Exercise prompt:
Write every record out again exactly, and keep images out of it.
--- Data provided ---
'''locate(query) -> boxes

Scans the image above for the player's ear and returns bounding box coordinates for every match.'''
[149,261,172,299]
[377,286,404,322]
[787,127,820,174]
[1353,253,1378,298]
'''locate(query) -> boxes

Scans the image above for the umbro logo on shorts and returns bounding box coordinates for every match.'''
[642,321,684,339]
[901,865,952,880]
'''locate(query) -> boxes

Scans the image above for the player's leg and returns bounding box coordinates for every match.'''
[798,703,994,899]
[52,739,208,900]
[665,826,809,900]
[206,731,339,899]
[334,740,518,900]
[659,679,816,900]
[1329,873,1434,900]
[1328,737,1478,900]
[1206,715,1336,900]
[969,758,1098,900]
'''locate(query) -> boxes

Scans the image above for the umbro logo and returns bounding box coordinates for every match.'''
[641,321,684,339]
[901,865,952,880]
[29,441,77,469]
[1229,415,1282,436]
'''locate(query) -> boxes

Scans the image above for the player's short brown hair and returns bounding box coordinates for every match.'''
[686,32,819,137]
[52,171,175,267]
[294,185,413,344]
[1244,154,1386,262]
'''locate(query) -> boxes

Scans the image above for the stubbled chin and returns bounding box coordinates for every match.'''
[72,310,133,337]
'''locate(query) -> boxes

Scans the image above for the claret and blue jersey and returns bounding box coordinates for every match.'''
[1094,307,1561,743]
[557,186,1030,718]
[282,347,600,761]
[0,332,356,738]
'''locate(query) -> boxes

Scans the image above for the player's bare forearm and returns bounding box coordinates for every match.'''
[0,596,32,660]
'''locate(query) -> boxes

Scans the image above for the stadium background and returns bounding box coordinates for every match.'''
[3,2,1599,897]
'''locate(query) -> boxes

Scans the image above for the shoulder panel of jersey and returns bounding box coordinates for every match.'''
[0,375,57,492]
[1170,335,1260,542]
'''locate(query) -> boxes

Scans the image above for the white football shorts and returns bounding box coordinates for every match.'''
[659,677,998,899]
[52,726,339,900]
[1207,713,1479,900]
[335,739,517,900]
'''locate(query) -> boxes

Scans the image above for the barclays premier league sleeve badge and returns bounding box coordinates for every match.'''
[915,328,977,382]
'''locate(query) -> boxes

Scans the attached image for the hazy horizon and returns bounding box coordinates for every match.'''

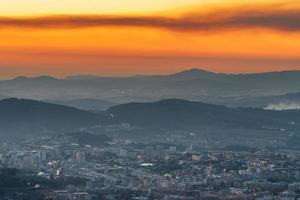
---
Solved problem:
'''locate(query) -> boxes

Scans the image above for the player's ear and returns bounding box coordinates for every match.'''
[149,261,172,299]
[377,286,404,322]
[787,127,820,174]
[1353,253,1378,298]
'''locate(query) -> boxes

Scans the image above for the umbro logo on shorts and returns bounding box coordinates for every match.'''
[642,321,684,339]
[901,865,952,880]
'''locate(query) -> boxes

Scans the image above for the player's leg and returns bounding box coordinates for every match.'''
[798,703,994,899]
[52,739,208,900]
[665,826,809,900]
[206,731,339,899]
[334,740,518,900]
[659,679,816,900]
[1329,873,1434,900]
[1328,737,1478,900]
[1206,715,1336,900]
[969,758,1098,900]
'''locate(query) -> boxes

Scans the image above for the umbro logo and returns bounding box coordinates for every match.'''
[641,321,684,339]
[901,865,952,880]
[29,441,77,469]
[1229,415,1282,436]
'''locate(query) -> boxes

Scans the image above for the player's short brown hair and returns bounding box coordinates for every match.'''
[686,32,819,137]
[52,171,175,267]
[294,185,413,344]
[1244,154,1386,262]
'''locate(query) -> boxes

Scans the image above for the stubbled chin and returns bounding box coordinates for every match.'''
[72,310,133,337]
'''locate(query) -> boxes

Scans the image above for the claret and blue jersey and returns bounding box coordinates for every match.'''
[1094,307,1561,743]
[557,186,1030,718]
[282,347,600,761]
[0,332,356,738]
'''locate(query) -> boxes

Scans the image above for the player's bare forearm and returns bounding box coordinates for every match.'''
[0,596,32,660]
'''locate(query) -> boxes

Scans the image above for the stadium background and returns bounding box coordinates for every match.'''
[3,2,1599,897]
'''locate(query) -> boxes

Scans the image above for the shoulder panel of jersey and returns bounding box coordinates for every match.'''
[0,375,57,492]
[1170,335,1260,542]
'''locate(query) -> boxes

Scans the image above for the white football shorts and returns bounding box coordinates for every match.'''
[659,677,998,899]
[52,726,339,900]
[1207,713,1479,900]
[335,739,517,900]
'''locate(query) -> boxes

Scans the image above for the barclays premier league sleeve badge and returns bounding box coordinates for every match.'''
[915,328,977,382]
'''locate(query) -> boxes

Scans the attached image for the hazy horizon and returns bounding box coordinates for every match.'''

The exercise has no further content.